# Records for this exercise
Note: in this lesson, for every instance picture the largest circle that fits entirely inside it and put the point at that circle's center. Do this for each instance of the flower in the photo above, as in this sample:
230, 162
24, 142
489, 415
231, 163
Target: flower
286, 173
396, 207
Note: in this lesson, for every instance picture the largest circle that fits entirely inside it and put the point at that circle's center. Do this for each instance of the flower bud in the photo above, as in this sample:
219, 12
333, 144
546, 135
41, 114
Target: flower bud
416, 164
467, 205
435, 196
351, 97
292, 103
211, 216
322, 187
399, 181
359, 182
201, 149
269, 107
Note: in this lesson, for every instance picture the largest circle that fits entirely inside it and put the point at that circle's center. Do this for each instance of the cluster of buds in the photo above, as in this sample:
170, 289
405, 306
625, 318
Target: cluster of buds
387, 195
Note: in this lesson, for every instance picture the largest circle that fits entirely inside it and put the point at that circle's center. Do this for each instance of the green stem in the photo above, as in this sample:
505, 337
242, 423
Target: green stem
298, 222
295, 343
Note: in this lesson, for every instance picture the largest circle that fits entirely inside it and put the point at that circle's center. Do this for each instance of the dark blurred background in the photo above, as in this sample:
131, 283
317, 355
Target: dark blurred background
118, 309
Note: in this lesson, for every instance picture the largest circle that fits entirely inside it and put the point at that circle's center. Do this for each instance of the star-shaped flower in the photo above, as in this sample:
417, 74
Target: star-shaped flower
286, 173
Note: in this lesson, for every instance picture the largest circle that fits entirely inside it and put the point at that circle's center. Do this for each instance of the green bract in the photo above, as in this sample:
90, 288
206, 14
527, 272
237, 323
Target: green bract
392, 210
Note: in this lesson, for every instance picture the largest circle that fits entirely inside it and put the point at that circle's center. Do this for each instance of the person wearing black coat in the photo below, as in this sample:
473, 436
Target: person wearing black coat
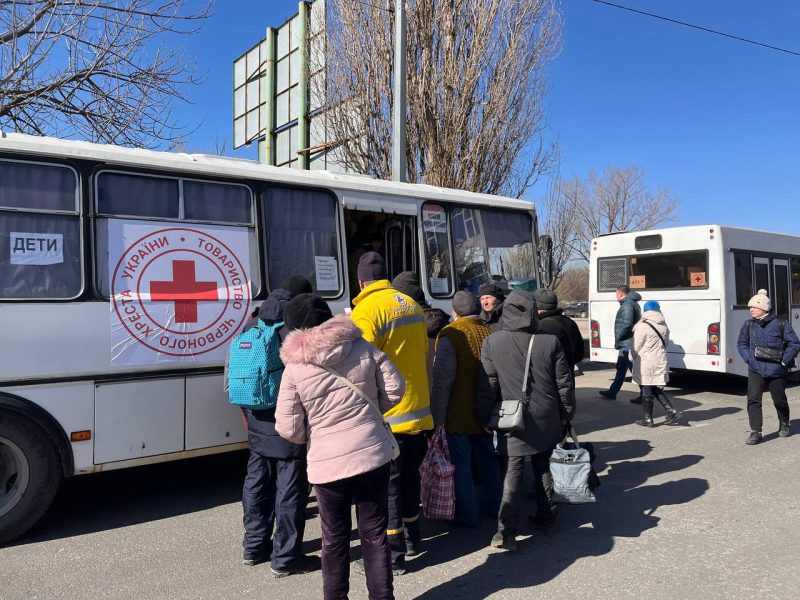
766, 330
551, 404
275, 491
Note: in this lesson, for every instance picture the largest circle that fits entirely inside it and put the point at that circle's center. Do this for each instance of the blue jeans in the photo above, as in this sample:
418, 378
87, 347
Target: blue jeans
623, 366
467, 449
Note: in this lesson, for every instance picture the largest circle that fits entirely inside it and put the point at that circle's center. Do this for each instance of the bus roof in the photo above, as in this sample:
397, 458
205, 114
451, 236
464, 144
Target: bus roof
238, 167
688, 230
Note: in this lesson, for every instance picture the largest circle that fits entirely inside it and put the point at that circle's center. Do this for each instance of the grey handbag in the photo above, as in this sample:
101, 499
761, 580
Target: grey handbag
509, 415
571, 468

# Task item
Send back the listing exactly as it stands. Do not include the pictures.

# Output for this task
Note: in this lesson, for every instance picture the largest circle that fits entirely inside it and put the point at that circle's center. Do this for each instance of the flower in the photo above, as in this sample:
230, 162
24, 142
489, 415
231, 163
Target: flower
286, 173
396, 207
Note: in this lesson, for every instance picture the largest circle that fits entirely inside it and put the point at that circle's center. Do this for each instance of the flower bud in the photo above, as in this sample:
219, 12
333, 144
546, 135
41, 114
Target: flower bud
416, 164
467, 205
435, 196
351, 97
292, 103
211, 216
322, 187
399, 181
359, 182
201, 149
269, 107
Note: in this lesson, for every instance picture the largest circle that fits entirely inside it and put the point at that circle's center. Do this for each instance of the cluster of buds in the photo above, as in this sample:
170, 289
405, 306
625, 318
Target: cluster of buds
387, 195
Note: in this lesson, for every instance picture the largest circle that fits entirely inside it and put the point at that circle's center. Do this for each instance of the green stem in the photo above, as in this sample:
505, 337
242, 423
Target: green stem
298, 222
295, 343
Note: in this lesson, for every instance picture the largest circle that fits entirely inside it and put the point at that circle's center. Do this for each instance of the dark blurred background in the photo above, as in this sample:
131, 283
317, 355
Target: dark blurred background
118, 309
Note: in this lesson, for every instance picture the largest circle that fits entirely inside it and put the point at that circle's center. Do this for each instance of the star-shaped flower in the photo above, as in this sample:
417, 74
Target: star-shaped flower
286, 173
Note: in this lesson, for every instance picture the largest circle that fits entirely inside it and put the point at that circle's center. Do this for each instance of the green bract in the photo above, as in this sample:
90, 288
206, 14
527, 272
237, 323
Target: green bract
392, 210
Note: in this lesson, for every instance picture the largest circle that fits entirely inside it and put the point at that circle's center. Do this for each instance of the person wearing black coat in the photo below, as in this sample:
473, 436
Target: person wearing black coat
766, 330
551, 404
275, 491
Note: in this lesson, for every instance picture the largest circle that fits entirely inside it and put the point at that circle's center. Do this for each instance of the blue jeans in the photo above, as in this sample:
418, 378
87, 347
Target: blue jeans
623, 366
467, 449
Note: in this lesson, for every instance picture the largest circle that fits entirely inside it and put the point at that circle's center. Do this for each instance of the bus roof in the photo above, as in this sample:
397, 458
205, 114
451, 236
464, 144
Target: bus roof
238, 167
688, 230
Note: in this lesson, for every instance picture the largest circle that fits entirely inside it and put the point at that circle's center. Do this for each instance of the grey handbag in the photo above, as in this sample:
101, 499
761, 580
Target: grey handbag
509, 415
571, 468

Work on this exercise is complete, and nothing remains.